__To do__.
1. Set down, word for word, the stretch of the series convergence text below from "On the other" through "cannot possibly converge.".
2. List each distinct equation number that appears in the series convergence text below, once each.

** Start of Text segment **

On the other hand, if \[\tag{2.22a} \left|\frac{a_{n+1}}{a_{n}}\right| \geq 1\] for all \(n \geq N\) the series diverges. As above we may take \(N=0\) . Then \(\left|a_{n}\right| \geq\left|a_{0}\right|\) whence \(\left|a_{n}\right|\) does not tend to zero so that the series cannot possibly converge.

By a similar comparison it is easy to show that the series \(\sum_{\nu=1}^{\infty} a_{\nu}\) converges absolutely if \[\tag{2.23} \sqrt[n]{\left|a_{n}\right|} \leq r<1\] for all \(n>N\) . Again, the series \(\sum_{\nu=1}^{\infty} a_{\nu}\) diverges \[\tag{2.23a} \sqrt[n]{\left|a_{n}\right|} \geq 1\] for all terms after a given term. In fact, for divergence it is obviously sufficient just to require (2.23a) for an infinity of values of \(n\) .

In (2.22) and (2.23) it is quite essential that \(\left|\frac{a_{n+1}}{a_{n}}\right|\) and \(\sqrt[n]{\left|a_{n}\right|}\) should be bounded away from unity. It is not enough to have, say \[\left|\frac{a_{n+1}}{a_{n}}\right|<1\] for already in the harmonic series \(\sum_{n=1}^{\infty} \frac{1}{n}\) we have \[\left|\frac{a_{n+1}}{a_{n}}\right|=\frac{n}{n+1}=1-\frac{1}{n+1}<1.\] 

The convergence tests (2.22) and (2.23) may be rewritten employing the notions of superior limit and inferior limit. The superior limit of a bounded infinite set of real numbers \(x\) , denoted by \(\overline{\lim}\,x\) or \(\limsup\,x\) is the greatest of the accumulation points of the set. The superior limit always exists. For proof consider the set of values \(y\) which are exceeded by at most a finite number of the values \(x\) . Since this set is bounded below it possesses a greatest lower bound; call it \(\lambda\) . \[\lambda=\overline{\lim}\,x\] 

  1. \(\lambda\) is a point of accumulation for the set of numbers \(x\) . For consider any \(\varepsilon\) -interval \(\lambda-\varepsilon<\xi<\lambda+\varepsilon\) about \(\lambda\) . From the definition of \(\lambda\) it follows that there are infinitely many values of \(x>\lambda-\varepsilon\) and at most a finite number of values of \(x \geq \lambda+\varepsilon\) . We conclude that any interval about \(\lambda\) must contain an infinity of points of the set.

** End of Text segment **
** Start of Material **

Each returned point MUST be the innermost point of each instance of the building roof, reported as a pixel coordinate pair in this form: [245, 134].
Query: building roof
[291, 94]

** End of Material **

__Solutions to each task__.
1.
On the other hand, if \[\tag{2.22a} \left|\frac{a_{n+1}}{a_{n}}\right| \geq 1\] for all \(n \geq N\) the series diverges. As above we may take \(N=0\) . Then \(\left|a_{n}\right| \geq\left|a_{0}\right|\) whence \(\left|a_{n}\right|\) does not tend to zero so that the series cannot possibly converge.

2. (2.22a), (2.23), (2.23a), (2.22)